■ **Stated task**: Arrange the listing, from its first line through the line containing "Mark the region of every instance of the fallen" inclusive, as a Markdown table with the columns Row and Line. Put a row number in the first column and the line itself in the second, and skip any blank lines.

■ **Material for this task**:

▽

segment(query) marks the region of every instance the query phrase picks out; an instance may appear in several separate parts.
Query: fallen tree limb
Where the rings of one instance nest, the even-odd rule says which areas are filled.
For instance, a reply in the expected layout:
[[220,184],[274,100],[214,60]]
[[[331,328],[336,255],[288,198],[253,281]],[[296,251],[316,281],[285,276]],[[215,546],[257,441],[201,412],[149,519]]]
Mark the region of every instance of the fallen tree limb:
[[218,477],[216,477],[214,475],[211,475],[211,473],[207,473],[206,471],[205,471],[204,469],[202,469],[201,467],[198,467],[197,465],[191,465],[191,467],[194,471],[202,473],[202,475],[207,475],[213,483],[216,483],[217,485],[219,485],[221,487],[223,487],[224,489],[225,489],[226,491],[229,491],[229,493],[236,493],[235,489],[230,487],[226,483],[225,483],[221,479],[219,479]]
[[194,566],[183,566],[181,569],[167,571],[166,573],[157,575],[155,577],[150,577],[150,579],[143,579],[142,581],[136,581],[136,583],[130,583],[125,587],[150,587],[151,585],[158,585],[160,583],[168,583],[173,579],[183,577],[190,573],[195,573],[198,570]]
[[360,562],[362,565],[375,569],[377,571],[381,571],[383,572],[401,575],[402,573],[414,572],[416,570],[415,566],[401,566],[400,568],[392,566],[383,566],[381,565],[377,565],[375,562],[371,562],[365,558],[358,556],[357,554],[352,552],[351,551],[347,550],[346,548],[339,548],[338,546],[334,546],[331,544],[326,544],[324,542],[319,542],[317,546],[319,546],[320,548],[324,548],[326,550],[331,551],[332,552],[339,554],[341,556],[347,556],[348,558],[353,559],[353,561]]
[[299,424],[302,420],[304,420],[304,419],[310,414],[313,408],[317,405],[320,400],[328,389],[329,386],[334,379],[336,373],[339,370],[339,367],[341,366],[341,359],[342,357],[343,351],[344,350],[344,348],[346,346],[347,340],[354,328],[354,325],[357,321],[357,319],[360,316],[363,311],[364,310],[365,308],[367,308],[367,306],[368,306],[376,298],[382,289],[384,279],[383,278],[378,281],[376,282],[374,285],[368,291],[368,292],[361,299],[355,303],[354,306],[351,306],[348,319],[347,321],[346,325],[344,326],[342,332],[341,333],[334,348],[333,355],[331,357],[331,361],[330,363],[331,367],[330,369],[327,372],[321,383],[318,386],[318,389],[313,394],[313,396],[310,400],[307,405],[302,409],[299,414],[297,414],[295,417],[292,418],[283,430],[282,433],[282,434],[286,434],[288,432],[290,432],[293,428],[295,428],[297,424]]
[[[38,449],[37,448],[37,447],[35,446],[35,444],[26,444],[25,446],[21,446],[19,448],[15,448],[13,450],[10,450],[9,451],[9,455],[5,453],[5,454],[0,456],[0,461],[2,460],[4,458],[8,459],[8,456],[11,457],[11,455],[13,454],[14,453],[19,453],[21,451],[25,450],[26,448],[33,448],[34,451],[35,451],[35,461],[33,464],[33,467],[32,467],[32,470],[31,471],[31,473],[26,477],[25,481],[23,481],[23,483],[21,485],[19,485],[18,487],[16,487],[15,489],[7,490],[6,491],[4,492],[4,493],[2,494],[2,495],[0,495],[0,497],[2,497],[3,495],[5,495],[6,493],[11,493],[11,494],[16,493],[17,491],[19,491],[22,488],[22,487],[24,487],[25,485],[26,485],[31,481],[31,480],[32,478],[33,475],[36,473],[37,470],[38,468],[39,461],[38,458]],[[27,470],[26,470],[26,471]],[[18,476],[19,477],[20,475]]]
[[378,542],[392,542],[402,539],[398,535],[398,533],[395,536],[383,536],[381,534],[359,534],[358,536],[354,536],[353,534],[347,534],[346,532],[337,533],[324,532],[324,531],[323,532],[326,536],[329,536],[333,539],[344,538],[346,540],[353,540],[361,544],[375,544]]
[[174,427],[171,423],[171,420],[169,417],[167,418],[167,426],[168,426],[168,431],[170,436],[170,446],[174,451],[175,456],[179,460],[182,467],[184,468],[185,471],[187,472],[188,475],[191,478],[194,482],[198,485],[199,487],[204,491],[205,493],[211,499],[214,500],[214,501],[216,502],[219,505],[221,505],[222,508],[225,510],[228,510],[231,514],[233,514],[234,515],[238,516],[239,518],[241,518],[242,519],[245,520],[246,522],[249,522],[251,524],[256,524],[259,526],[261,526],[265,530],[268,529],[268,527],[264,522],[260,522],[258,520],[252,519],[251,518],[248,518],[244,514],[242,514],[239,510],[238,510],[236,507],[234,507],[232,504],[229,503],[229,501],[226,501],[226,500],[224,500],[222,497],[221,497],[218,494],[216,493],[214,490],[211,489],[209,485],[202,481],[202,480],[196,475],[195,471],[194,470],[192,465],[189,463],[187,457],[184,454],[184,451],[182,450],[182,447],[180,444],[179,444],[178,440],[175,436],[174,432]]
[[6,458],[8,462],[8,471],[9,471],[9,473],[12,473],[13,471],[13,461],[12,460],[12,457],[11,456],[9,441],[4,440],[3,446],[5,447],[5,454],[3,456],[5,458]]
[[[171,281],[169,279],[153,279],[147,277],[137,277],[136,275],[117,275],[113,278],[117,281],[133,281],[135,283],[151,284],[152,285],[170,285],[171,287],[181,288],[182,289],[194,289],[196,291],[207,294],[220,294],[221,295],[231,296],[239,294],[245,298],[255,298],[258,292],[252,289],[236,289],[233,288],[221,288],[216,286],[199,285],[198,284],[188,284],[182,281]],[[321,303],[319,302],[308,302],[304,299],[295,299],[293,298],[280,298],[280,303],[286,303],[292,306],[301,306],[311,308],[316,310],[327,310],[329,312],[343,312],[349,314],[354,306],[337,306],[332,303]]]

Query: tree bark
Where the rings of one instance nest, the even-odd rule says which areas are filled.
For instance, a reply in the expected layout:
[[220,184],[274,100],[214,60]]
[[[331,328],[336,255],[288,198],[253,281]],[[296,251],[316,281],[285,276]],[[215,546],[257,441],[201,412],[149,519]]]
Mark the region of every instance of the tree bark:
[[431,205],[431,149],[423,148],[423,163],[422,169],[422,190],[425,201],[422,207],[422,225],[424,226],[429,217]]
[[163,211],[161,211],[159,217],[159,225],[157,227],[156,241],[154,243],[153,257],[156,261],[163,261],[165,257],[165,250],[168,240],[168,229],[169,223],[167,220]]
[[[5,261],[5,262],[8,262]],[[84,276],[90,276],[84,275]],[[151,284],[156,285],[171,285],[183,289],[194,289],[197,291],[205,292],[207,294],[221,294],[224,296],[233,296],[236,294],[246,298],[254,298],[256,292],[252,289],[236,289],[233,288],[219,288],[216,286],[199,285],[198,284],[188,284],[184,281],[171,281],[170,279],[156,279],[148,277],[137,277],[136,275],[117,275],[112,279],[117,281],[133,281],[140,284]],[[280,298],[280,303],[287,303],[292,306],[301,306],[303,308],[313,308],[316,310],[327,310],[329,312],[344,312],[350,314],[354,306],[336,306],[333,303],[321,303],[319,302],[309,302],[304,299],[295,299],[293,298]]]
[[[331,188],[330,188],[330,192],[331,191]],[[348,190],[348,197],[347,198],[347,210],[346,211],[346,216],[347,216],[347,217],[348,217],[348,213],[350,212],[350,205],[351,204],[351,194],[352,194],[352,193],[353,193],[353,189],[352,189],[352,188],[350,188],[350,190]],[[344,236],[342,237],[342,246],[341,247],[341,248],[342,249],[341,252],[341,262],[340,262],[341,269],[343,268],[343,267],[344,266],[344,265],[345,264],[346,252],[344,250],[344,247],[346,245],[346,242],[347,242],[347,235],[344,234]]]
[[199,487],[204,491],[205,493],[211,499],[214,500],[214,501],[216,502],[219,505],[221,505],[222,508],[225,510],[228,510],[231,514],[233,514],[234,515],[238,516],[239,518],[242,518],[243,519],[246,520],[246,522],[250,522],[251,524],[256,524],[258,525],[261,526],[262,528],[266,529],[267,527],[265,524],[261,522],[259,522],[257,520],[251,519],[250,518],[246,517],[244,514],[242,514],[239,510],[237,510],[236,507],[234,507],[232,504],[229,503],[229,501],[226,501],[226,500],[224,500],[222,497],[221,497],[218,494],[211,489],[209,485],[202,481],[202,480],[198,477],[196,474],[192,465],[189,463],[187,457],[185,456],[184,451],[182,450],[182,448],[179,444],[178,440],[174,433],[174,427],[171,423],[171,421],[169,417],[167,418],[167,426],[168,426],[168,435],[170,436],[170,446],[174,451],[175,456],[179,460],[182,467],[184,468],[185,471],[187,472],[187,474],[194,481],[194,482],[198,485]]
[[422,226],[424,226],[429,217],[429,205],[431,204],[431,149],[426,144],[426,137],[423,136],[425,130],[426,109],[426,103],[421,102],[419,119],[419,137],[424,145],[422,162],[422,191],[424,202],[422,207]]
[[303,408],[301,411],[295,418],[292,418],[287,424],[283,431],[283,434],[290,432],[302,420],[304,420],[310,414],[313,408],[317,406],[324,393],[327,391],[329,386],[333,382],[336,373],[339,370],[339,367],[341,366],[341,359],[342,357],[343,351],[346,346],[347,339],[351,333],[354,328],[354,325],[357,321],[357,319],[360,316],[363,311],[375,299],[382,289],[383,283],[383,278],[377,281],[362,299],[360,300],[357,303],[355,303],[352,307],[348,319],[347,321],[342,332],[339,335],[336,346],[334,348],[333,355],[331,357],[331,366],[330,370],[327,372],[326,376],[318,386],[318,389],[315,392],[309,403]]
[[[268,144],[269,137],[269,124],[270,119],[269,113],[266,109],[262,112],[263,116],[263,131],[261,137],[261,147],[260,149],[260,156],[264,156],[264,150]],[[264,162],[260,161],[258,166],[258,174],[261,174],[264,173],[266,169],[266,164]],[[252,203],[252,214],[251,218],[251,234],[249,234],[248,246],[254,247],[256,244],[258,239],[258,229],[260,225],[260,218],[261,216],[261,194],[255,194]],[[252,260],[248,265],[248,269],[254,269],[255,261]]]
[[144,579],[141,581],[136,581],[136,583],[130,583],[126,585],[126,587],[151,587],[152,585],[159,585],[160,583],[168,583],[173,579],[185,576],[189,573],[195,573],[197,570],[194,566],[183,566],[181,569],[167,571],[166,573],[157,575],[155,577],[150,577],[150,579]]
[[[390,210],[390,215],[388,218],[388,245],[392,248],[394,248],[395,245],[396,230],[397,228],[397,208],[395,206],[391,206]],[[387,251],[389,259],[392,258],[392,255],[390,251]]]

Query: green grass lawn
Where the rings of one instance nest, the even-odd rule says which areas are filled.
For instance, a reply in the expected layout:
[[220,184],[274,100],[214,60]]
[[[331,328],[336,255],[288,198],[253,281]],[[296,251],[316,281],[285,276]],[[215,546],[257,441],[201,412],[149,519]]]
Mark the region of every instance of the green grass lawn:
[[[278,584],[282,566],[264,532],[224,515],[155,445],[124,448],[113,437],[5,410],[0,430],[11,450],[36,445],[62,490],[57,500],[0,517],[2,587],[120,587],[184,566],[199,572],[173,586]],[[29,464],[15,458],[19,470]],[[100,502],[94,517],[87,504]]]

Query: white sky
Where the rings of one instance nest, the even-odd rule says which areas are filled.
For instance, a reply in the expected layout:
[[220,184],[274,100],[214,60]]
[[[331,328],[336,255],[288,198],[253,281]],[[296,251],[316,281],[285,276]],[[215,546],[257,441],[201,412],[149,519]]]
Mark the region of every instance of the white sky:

△

■ **Full output**:
| Row | Line |
|---|---|
| 1 | segment(query) marks the region of every instance the query phrase picks out; an instance may appear in several separate parts. |
| 2 | Query: fallen tree limb |
| 3 | Where the rings of one instance nest, the even-odd rule says which areas are filled. |
| 4 | For instance, a reply in the expected layout: |
| 5 | [[220,184],[274,100],[214,60]] |
| 6 | [[[331,328],[336,255],[288,198],[253,281]],[[296,251],[316,281],[285,276]],[[215,546],[257,441],[201,412],[149,519]]] |
| 7 | Mark the region of every instance of the fallen tree limb: |